* [Prompt]: Can you rewrite the items from the line with "Task: place one keypoint on every instance of the waste" through the end of the items, requests included and left unchanged, with every coordinate in the answers multiplied by 0.75 and rounded to a whole number (halves rounding up)?

* [Available records]:
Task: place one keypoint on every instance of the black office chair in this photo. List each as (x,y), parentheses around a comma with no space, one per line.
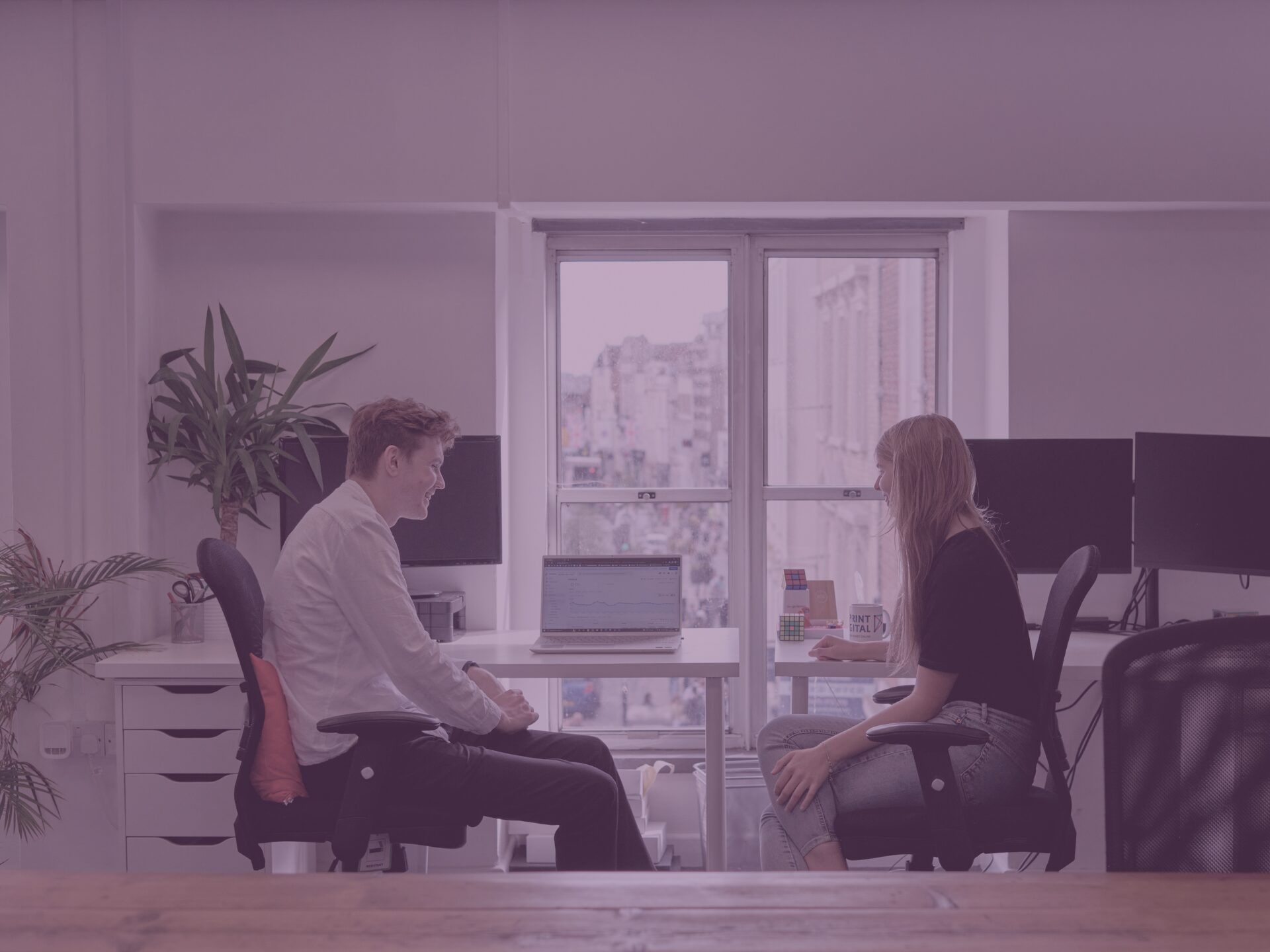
(349,822)
(1187,748)
(1040,822)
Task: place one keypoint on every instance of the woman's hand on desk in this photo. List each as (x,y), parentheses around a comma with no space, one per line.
(835,649)
(517,714)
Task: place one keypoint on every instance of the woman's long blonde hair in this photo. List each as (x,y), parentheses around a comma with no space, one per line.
(933,484)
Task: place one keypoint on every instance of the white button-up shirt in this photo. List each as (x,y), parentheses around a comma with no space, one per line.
(342,631)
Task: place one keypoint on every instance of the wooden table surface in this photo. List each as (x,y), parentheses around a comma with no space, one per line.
(48,912)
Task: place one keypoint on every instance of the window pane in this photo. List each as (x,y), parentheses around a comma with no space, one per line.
(698,532)
(643,374)
(832,541)
(850,350)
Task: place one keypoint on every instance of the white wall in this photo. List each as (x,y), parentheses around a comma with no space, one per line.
(313,100)
(898,100)
(1142,321)
(418,287)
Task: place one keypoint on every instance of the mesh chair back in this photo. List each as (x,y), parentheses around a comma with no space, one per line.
(1066,596)
(1188,748)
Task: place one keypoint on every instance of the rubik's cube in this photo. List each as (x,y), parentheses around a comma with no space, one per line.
(793,629)
(795,579)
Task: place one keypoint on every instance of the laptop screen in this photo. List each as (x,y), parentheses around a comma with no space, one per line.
(619,594)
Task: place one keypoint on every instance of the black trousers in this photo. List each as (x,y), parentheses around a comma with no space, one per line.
(564,779)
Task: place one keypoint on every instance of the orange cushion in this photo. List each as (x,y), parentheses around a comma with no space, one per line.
(276,772)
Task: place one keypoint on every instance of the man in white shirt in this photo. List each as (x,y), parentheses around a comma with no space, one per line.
(342,631)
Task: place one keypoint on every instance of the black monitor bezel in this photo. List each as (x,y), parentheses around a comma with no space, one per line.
(1124,569)
(1154,564)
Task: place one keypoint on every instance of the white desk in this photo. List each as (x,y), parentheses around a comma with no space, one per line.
(713,654)
(1085,654)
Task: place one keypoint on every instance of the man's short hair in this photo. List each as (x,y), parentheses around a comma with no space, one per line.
(394,423)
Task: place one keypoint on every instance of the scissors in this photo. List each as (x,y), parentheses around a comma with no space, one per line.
(192,589)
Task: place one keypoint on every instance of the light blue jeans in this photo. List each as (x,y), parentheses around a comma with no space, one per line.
(995,772)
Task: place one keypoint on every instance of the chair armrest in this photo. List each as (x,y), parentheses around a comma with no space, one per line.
(381,724)
(889,696)
(926,734)
(940,791)
(379,735)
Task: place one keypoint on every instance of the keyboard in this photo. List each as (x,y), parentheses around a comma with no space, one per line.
(607,644)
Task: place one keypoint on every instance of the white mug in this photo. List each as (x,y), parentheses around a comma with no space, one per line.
(868,622)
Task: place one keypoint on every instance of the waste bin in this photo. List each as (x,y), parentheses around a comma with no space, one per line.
(745,797)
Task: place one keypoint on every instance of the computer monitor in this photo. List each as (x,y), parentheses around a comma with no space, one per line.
(1054,495)
(464,524)
(1202,503)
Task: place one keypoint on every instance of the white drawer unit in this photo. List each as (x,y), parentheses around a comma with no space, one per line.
(182,750)
(179,711)
(186,855)
(178,805)
(183,706)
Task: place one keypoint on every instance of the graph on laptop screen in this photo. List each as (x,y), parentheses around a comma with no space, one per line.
(611,594)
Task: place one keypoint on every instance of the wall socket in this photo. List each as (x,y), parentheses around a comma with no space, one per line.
(89,738)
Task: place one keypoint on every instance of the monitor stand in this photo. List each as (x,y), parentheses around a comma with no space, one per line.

* [Full solution]:
Task: place one keypoint on every instance of the waste bin in this photo. List each as (x,y), parentheses around a comma with no space, one per line.
(559,598)
Task: place one keypoint on every instance of the computer monitor in this photo. List each as (x,y), parentheses around a comma with no space, one per line.
(791,371)
(348,393)
(902,377)
Task: place one keypoint on every instance of the white drawer unit in this photo. List each as (x,y), parentheses around a comma with no space, one per line.
(137,563)
(134,533)
(140,641)
(134,604)
(137,530)
Task: place one keypoint on every instance of the graph on laptop screen in this photo. List each as (x,y), parentheses around a comma with no space, one per line.
(458,446)
Task: place one keypoint on every instance of the wall socket in this photo. List each as (x,y), parentheses around a comma with no space, one per line.
(67,554)
Task: place one keypoint on every instance of the monitor stand in this photo. List each as (x,y), parentheses around a comma with no space, one per line.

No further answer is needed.